═══ Data in this exercise ═══

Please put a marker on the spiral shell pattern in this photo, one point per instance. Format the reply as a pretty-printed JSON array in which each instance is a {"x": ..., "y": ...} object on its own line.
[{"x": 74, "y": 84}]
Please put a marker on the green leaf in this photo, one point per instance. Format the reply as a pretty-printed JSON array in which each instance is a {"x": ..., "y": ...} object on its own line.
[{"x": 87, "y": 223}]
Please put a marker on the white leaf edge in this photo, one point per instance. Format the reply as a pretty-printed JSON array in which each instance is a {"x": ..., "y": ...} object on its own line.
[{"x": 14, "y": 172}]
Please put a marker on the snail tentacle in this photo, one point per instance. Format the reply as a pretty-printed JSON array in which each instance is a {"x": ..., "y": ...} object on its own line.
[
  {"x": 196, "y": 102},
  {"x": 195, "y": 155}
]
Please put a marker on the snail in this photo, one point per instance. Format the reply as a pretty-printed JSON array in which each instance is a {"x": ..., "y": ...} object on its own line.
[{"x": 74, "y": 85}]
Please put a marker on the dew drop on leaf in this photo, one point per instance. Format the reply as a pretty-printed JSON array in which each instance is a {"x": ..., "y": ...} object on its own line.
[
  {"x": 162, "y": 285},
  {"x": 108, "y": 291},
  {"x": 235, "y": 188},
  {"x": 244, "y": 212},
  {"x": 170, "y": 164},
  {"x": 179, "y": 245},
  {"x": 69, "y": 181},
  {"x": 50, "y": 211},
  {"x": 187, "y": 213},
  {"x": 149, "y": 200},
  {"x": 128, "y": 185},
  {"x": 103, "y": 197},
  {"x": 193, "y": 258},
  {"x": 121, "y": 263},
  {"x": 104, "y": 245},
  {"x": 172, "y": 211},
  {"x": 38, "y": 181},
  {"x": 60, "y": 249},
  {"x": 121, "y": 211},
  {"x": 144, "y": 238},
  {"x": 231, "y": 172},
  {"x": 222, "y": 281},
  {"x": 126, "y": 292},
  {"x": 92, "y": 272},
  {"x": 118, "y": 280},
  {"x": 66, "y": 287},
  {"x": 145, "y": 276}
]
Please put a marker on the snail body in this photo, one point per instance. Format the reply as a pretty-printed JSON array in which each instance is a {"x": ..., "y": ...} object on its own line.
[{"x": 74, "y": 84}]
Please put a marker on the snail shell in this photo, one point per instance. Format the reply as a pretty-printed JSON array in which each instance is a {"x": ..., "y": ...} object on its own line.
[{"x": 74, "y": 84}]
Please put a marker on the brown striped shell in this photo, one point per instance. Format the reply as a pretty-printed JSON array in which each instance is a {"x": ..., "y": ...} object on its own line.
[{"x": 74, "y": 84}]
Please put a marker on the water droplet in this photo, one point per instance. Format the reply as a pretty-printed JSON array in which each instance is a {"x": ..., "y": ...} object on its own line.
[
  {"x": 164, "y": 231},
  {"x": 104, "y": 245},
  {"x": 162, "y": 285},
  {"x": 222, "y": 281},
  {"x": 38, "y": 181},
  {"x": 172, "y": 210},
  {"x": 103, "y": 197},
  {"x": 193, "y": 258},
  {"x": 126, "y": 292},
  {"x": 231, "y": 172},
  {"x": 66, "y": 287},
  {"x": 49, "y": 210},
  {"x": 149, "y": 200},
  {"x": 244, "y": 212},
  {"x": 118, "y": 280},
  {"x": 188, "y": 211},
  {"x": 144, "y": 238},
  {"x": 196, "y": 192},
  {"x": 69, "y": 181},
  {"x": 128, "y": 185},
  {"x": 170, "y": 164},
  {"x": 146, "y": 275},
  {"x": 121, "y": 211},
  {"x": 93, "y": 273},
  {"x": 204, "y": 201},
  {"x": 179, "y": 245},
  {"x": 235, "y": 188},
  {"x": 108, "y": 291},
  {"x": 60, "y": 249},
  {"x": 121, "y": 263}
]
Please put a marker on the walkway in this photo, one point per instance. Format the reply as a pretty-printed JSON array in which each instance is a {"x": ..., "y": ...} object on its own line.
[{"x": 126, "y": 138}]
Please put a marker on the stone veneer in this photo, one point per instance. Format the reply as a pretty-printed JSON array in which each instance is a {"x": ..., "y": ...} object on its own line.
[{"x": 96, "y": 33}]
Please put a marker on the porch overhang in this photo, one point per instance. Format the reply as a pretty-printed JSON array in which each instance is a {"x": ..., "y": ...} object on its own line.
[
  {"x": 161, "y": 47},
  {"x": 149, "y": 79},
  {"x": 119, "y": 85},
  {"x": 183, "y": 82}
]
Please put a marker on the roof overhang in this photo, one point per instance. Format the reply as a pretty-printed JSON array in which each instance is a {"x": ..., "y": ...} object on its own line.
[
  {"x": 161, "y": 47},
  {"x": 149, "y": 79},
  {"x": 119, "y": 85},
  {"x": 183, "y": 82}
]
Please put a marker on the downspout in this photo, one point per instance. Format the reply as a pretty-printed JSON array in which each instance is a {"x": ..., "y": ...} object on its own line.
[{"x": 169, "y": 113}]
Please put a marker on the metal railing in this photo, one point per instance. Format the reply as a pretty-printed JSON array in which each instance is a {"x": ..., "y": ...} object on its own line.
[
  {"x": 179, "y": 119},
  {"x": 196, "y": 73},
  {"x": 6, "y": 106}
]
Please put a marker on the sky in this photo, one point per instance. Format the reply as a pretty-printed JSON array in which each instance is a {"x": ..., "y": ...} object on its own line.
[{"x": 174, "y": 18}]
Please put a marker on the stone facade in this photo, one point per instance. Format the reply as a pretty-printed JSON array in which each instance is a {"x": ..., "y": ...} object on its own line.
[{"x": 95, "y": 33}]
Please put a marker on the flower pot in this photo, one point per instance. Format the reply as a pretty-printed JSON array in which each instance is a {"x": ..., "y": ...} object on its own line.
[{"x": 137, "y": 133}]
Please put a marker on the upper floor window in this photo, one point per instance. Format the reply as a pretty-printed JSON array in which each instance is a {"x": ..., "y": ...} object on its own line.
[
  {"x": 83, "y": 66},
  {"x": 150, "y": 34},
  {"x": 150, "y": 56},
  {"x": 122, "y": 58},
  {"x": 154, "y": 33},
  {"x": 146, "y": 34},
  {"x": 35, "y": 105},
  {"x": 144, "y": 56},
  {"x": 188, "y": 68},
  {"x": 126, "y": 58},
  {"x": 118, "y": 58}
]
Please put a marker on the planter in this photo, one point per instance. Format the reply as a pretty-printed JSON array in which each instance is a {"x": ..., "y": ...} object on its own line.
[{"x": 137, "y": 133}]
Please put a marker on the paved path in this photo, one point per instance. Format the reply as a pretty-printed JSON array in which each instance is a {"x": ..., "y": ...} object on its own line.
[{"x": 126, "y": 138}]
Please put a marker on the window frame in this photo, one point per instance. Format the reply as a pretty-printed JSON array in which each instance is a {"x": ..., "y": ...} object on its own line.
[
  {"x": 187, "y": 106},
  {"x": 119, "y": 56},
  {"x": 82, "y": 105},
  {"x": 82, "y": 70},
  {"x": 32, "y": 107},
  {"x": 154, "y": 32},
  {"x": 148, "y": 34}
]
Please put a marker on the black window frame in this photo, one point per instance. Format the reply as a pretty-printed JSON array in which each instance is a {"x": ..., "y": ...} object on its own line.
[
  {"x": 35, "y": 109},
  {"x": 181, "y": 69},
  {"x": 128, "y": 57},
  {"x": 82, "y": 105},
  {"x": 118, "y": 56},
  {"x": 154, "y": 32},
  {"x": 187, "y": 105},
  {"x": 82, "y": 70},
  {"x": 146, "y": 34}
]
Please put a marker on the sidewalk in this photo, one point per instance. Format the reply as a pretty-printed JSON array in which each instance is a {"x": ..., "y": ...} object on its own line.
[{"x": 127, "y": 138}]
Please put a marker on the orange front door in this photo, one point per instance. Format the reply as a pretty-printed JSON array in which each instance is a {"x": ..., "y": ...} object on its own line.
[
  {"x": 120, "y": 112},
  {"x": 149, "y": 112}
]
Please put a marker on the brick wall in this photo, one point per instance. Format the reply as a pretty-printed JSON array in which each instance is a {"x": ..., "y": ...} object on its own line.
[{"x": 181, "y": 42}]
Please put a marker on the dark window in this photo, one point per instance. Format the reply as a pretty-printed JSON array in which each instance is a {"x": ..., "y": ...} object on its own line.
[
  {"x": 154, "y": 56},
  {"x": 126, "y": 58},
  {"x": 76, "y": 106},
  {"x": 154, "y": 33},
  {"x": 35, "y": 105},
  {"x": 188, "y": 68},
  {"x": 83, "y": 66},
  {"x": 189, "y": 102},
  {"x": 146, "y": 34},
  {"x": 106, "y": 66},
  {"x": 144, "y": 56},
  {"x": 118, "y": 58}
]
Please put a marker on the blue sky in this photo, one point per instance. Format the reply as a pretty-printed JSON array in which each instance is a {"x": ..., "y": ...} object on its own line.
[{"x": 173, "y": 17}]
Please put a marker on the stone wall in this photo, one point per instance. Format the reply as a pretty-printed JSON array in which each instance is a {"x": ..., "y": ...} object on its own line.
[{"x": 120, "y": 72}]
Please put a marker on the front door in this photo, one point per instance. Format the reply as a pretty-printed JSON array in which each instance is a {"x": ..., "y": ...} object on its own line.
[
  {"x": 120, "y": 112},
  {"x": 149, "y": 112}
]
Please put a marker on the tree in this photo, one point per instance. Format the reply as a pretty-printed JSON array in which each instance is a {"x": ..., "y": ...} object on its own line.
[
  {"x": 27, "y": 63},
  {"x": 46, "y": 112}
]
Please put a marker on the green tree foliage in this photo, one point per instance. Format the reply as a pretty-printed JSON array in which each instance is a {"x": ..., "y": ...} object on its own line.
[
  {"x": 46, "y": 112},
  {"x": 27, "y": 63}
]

═══

**Written instruction:**
Rewrite the stretch of the listing from the line containing "Please put a marker on the green tree" through the end of the listing, swapping "foliage" for "canopy" and keeping everything else unchanged.

**Answer to the task:**
Please put a marker on the green tree canopy in this photo, one point per instance. Format the reply as a pretty-printed JSON array in which each instance is a {"x": ..., "y": ...} object on its own line.
[
  {"x": 46, "y": 112},
  {"x": 27, "y": 63}
]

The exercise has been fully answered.